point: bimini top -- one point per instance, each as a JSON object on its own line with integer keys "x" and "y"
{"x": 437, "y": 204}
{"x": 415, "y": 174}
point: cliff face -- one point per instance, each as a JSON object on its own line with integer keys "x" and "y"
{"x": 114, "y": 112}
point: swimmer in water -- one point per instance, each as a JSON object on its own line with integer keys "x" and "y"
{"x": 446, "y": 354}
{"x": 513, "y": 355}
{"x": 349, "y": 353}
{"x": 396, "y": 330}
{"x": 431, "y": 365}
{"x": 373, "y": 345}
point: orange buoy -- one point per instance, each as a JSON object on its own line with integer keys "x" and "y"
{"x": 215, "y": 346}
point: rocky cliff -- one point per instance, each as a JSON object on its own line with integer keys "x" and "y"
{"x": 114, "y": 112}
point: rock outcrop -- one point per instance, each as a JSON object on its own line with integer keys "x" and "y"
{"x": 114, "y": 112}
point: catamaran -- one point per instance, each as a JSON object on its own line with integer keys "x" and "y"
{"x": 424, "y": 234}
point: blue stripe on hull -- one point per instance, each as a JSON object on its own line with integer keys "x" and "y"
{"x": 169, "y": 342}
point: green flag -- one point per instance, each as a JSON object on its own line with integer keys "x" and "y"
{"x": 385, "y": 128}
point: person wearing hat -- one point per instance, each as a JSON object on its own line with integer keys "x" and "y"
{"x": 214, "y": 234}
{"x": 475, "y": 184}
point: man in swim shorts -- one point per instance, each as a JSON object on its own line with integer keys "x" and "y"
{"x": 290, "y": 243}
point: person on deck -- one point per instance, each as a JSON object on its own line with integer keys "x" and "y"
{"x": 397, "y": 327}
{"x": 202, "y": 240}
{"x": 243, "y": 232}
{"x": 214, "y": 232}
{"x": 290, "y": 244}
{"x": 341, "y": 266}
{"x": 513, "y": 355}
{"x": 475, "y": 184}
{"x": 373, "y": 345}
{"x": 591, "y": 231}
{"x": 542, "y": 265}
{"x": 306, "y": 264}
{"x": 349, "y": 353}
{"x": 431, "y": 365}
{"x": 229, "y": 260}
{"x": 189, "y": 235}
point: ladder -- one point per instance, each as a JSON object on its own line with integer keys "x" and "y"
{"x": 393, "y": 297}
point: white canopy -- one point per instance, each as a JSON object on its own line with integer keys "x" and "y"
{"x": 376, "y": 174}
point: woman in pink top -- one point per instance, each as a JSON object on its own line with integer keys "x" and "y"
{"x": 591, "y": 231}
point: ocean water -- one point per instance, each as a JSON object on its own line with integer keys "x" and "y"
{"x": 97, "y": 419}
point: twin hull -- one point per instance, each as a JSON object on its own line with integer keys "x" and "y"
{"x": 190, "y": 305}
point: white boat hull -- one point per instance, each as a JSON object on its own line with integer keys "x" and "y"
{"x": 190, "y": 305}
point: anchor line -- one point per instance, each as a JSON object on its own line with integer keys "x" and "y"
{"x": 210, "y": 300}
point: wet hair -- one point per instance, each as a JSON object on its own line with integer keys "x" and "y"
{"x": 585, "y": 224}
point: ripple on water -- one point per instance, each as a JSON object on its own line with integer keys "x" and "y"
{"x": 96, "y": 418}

● AIM OF THE TASK:
Retype each line of the material above exactly.

● WRITTEN SOLUTION:
point: bimini top -- one point per instance, each as a JSON object on its own line with integer keys "x" and "y"
{"x": 437, "y": 204}
{"x": 415, "y": 174}
point: cliff face -- one point per instance, each as a JSON object on its own line with integer keys "x" and "y"
{"x": 114, "y": 112}
point: swimmer in water -- one point per instance, each as a JSON object on its own line with integer keys "x" and "y"
{"x": 446, "y": 354}
{"x": 513, "y": 355}
{"x": 349, "y": 353}
{"x": 396, "y": 330}
{"x": 431, "y": 365}
{"x": 373, "y": 345}
point: orange buoy -- one point per instance, each as a JSON object on its own line with integer keys "x" and "y"
{"x": 215, "y": 346}
point: rocky cliff -- one point per instance, each as a JSON object on its own line with integer keys "x" and "y"
{"x": 114, "y": 112}
point: rock outcrop -- one point per instance, each as a JSON object on its own line with integer keys "x" and "y"
{"x": 114, "y": 112}
point: catamaran -- one point per instance, each as a JSON object on its own line with integer keys "x" and "y"
{"x": 424, "y": 234}
point: blue stripe on hull -- one point per instance, each as a JSON object on its own line with integer keys "x" and "y"
{"x": 169, "y": 342}
point: green flag -- one point per instance, each as a JSON object on its own line with integer keys "x" and "y"
{"x": 385, "y": 128}
point: person wearing hat -- one point per instance, each as a JSON object on its own line with integer keys "x" and "y"
{"x": 214, "y": 234}
{"x": 475, "y": 184}
point: man in swim shorts -- one point per instance, each as a JSON object on its own line with integer keys "x" and "y"
{"x": 290, "y": 243}
point: person on deck -- one point per instance, each as a JSON object on its own line with integer keys "x" and "y"
{"x": 397, "y": 327}
{"x": 202, "y": 240}
{"x": 243, "y": 232}
{"x": 214, "y": 232}
{"x": 290, "y": 244}
{"x": 341, "y": 266}
{"x": 513, "y": 355}
{"x": 475, "y": 184}
{"x": 373, "y": 345}
{"x": 591, "y": 231}
{"x": 542, "y": 265}
{"x": 306, "y": 264}
{"x": 349, "y": 353}
{"x": 431, "y": 365}
{"x": 229, "y": 260}
{"x": 189, "y": 235}
point: ladder -- one point per instance, each as a JSON object on its own line with integer keys "x" and "y"
{"x": 393, "y": 297}
point: white canopy -- one point per instance, each as a JSON object on its own line with integer keys "x" and "y"
{"x": 376, "y": 174}
point: woman in pink top -- one point per instance, each as a JSON object on its own line with integer keys "x" and "y"
{"x": 591, "y": 231}
point: ocean water -- one point per instance, each as a JSON object on its own line with integer keys "x" and "y"
{"x": 97, "y": 419}
point: twin hull -- one point per instance, each as a JSON object on its own line with integer keys "x" and "y"
{"x": 190, "y": 305}
point: white boat hull -- one point per instance, each as a JSON object on its own line with integer keys "x" and "y"
{"x": 190, "y": 305}
point: anchor line -- one point per instance, each as a JSON object on its own line with integer keys "x" and "y"
{"x": 210, "y": 300}
point: wet hair -- one point per instance, each as a JSON object on its own line with integer keys "x" and "y"
{"x": 585, "y": 224}
point: ripple on water -- one point per instance, each as a JSON object on its own line with integer keys "x" and "y"
{"x": 96, "y": 418}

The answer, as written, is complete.